_RECORDS FOR PROCESSING_
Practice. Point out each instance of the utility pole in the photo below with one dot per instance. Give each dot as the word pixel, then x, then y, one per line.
--
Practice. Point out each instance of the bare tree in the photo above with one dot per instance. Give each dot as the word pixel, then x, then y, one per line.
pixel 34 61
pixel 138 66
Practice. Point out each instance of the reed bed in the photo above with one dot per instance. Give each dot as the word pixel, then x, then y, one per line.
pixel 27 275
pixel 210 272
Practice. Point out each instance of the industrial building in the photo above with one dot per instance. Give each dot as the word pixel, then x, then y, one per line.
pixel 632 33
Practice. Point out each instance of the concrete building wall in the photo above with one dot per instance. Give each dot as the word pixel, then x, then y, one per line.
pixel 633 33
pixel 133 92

_WRITTEN REQUEST_
Pull out the lines of the records that begin with the line containing "Practice. Point out each instance of the bare" and end with the line containing "pixel 133 92", including both, and reproduce them with no changes.

_TASK OUTPUT_
Practice. Point out each instance of the bare tree in the photo above with one dot per instance. Give each dot as the word pixel, then x, then y, one per line.
pixel 34 61
pixel 138 66
Practice. Point out each instance of the reed bed in the photo above with one dot per instance. Give each dot as the word pixel, then x, then y, one per line.
pixel 27 275
pixel 210 272
Practice. Point out each instance of the industrial building in the photo above with one dot per instance. Give each dot as the word pixel, then x, then y, one per line.
pixel 632 33
Practice. Point out each instance of the concrete building wall in the photo above with one dot per instance. Give each dot as the word pixel, then x, then y, one per line.
pixel 633 33
pixel 133 92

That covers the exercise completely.